§ **DOCUMENT SECTION**:

━━━━━━━━

A Victorian general practitioner has been reprimanded, had his registration suspended for three months and had conditions placed on his registration for failing to safely prescribe scheduled medications and failing to maintain professional boundaries with a patient.

The Medical Board of Australia (the Board) referred general practitioner Dr Phuc Nhan Pham to the Victorian Civil and Administrative Tribunal (the tribunal) for professional misconduct and providing substandard care to his patient (Mr P).

Mr P attended consultations with Dr Pham 21 times between May 2019 and March 2020. Dr Pham prescribed both Schedule 4 and Schedule 8 medications during these consultations, which are restricted medicines due to their potential for patient harm.

On eight of those occasions, Dr Pham failed to record any clinical notes relating to the consultations. On the other 13 occasions, he recorded minimal notes, which provided no clinical indication of the need for the prescription.

Dr Pham also failed to seek and obtain a permit required to prescribe a person with any Schedule 8 medication for longer that eight weeks, despite prescribing Mr P with Schedule 8 medications on seven occasions between October 2019 and March 2020. On each occasion, Dr Pham recorded that he had an ‘in-date’ permit to prescribe Schedule 8 medications to Mr P.

Dr Pham also failed to acknowledge, respect or take advice appropriately from nursing staff who raised concerns relating to errors in medication prescribing in his treatment of Mr P.

The nurse was particularly concerned about the prescribing due to Mr P’s history which included alcohol abuse, mental illness, chronic back pain and overdosing on medications.

━━━━━━━━

§ **INFORMATION PROVIDED**:
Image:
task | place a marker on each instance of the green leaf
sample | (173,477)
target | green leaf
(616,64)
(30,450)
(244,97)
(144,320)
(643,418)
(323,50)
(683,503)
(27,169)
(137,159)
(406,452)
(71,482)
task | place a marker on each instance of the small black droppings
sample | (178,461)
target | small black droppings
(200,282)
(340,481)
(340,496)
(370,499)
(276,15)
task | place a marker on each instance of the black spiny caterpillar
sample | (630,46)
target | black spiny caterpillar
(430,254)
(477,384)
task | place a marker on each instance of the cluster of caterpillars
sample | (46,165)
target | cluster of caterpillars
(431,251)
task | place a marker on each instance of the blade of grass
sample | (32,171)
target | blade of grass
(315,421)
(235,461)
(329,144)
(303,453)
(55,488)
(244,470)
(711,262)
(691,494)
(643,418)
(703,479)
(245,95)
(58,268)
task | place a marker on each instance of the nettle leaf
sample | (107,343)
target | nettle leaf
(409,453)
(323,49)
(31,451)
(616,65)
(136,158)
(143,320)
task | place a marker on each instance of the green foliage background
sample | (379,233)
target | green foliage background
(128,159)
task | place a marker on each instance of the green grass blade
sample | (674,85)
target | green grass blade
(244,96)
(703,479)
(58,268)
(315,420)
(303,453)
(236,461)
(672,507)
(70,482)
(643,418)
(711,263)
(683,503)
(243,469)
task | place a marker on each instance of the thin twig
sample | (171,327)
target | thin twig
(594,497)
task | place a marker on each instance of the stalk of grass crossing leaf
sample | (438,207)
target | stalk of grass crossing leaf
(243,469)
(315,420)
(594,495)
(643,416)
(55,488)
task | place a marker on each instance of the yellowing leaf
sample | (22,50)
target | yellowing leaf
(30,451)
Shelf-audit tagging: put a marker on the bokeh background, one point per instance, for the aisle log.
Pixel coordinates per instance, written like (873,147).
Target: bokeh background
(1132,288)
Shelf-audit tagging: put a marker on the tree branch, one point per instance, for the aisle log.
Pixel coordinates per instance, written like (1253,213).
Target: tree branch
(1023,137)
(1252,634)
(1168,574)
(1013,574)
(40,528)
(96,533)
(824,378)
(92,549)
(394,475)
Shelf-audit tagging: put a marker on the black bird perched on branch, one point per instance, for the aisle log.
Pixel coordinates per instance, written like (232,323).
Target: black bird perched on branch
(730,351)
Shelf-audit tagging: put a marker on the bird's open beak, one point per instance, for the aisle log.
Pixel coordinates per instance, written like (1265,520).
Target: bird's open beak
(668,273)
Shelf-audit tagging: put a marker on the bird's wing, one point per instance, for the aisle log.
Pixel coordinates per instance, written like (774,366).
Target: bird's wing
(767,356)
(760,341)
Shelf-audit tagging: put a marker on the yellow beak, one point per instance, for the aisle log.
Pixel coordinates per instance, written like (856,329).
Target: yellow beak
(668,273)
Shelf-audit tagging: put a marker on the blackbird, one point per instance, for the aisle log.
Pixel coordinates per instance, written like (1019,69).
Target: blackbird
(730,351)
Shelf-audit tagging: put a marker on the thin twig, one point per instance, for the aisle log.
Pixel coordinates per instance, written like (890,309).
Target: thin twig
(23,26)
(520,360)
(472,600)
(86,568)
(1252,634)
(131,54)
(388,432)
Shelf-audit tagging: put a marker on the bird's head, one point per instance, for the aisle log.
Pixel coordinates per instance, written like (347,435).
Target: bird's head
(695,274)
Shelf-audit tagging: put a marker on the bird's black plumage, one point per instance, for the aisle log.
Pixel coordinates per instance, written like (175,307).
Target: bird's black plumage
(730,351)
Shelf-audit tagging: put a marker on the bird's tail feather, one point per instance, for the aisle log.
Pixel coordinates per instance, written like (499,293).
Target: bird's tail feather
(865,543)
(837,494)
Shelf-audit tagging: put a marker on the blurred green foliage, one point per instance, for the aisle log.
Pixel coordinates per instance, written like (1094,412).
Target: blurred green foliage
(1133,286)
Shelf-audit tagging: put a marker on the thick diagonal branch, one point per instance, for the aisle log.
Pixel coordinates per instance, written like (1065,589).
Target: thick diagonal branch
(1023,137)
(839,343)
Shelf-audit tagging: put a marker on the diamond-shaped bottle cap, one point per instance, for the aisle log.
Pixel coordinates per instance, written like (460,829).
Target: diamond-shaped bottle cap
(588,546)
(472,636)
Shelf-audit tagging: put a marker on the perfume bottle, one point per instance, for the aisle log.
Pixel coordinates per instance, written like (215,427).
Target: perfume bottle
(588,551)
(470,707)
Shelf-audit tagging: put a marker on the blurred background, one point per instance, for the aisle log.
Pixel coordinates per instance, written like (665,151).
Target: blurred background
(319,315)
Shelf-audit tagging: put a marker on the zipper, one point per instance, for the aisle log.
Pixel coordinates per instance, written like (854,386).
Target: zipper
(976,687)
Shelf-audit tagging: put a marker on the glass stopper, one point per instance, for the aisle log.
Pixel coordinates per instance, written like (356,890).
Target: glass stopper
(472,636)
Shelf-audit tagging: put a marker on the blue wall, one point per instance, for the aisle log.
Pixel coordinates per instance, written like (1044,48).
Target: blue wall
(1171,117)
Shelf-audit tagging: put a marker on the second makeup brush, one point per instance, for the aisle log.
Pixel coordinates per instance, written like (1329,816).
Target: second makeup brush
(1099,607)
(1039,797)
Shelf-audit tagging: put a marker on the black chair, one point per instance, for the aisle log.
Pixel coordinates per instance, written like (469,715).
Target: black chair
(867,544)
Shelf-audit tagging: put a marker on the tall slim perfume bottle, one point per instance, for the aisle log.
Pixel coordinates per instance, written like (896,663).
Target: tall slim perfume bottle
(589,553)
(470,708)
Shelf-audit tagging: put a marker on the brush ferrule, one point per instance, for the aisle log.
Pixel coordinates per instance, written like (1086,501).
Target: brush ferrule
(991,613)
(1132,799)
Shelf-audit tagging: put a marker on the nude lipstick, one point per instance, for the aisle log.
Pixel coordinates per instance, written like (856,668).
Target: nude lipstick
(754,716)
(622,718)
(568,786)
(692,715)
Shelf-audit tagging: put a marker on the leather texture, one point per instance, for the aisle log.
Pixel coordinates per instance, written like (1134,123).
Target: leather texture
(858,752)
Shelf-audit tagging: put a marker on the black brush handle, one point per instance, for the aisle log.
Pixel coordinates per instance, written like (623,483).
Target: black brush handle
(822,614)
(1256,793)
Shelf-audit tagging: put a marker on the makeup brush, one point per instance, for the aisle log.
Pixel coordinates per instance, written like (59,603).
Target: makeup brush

━━━━━━━━

§ **TASK LIST**:
(1) Translate the following sentence from the report on Dr Pham into Spanish: "The nurse was particularly concerned about the prescribing due to Mr P’s history which included alcohol abuse, mental illness, chronic back pain and overdosing on medications."
(2) Write the next part of the report on Dr Pham, beginning after its final sentence and keeping its formal register.
The lines have no connection to the report on Dr Pham.

§ **ANSWERS IN ORDER**:
(1) La enfermera estaba especialmente preocupada por las prescripciones debido a los antecedentes del Sr. P, que incluían abuso de alcohol, enfermedad mental, dolor de espalda crónico y sobredosis de medicamentos.

(2)
When his nursing colleague made a notification to Ahpra regarding his conduct, Dr Pham failed to maintain professional boundaries with Mr P by discussing the notification and the care he provided to the patient.

Two days later, Mr P wrote a letter of support (addressed to Dr Pham) in which he said, among other things, that he had no complaints about Dr Pham and that he was upset about what Dr Pham had told him. On the same day Mr P wrote to Ahpra confirming that he had no complaints about Dr Pham and saying that he was very happy to be his patient.

At a hearing on 10 April 2024, the tribunal found Dr Pham’s actions amounted to professional misconduct.

‘[Dr Pham’s conduct] was substantially below the standard reasonably expected of a registered health practitioner of an equivalent level of training or experience,’ the tribunal stated.

‘[His] conduct exposed the patient to risk of harm. His conduct cannot be excused by his workload or the complexity of the law regarding Schedule 4 and Schedule 8 drugs.’

Dr Pham admitted the allegations, and has since completed education and a reflective practice report. Dr Pham said he accepted all his mistakes and that they have made him ‘really regretful and sad’.

On 29 April 2024, the tribunal ordered that Dr Pham:

  • be reprimanded,
  • have his registration suspended for a period of three months,
  • undertake and successfully complete a Board-approved program of education on maintaining professional boundaries and communicating effectively and respectfully with other medical and healthcare professionals,
  • attend mentoring, and
  • undertake periodic audits of his practice.